Stored records:
--
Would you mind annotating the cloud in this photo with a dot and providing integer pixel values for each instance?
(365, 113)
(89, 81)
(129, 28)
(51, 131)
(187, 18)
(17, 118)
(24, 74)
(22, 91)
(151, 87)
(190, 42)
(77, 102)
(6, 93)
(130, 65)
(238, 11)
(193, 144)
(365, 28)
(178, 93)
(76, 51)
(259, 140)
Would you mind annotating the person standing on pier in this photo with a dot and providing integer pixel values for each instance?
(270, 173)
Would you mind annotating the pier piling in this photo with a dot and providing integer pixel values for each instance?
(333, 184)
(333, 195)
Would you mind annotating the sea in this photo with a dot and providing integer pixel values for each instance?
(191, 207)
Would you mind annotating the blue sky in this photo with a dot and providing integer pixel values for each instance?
--
WHAT YOU WILL DO: Rewrite the rows above, replacing each "photo" with "image" and leaving everything else untouched.

ANSWER TO THIS PROBLEM:
Would you mind annotating the cloud in this image with a dot and providing integer pixel values for each instance?
(365, 113)
(89, 81)
(129, 28)
(51, 131)
(187, 18)
(17, 118)
(24, 74)
(22, 91)
(151, 87)
(190, 42)
(77, 102)
(6, 93)
(130, 65)
(238, 11)
(193, 144)
(365, 28)
(178, 93)
(76, 51)
(259, 140)
Would you mind annotating the person standing on pier in this image with a dot and providing integer pixel values for each instance?
(270, 173)
Would you mind annotating the pier piling in this image with a dot and providing integer pixel values for each instance?
(333, 184)
(333, 195)
Would you mind annotating the sea in this image with a dot and providing integer pixel values for each instance?
(191, 207)
Would you mind annotating the blue sky in this image with a dot and providing integer pixel values for each instance?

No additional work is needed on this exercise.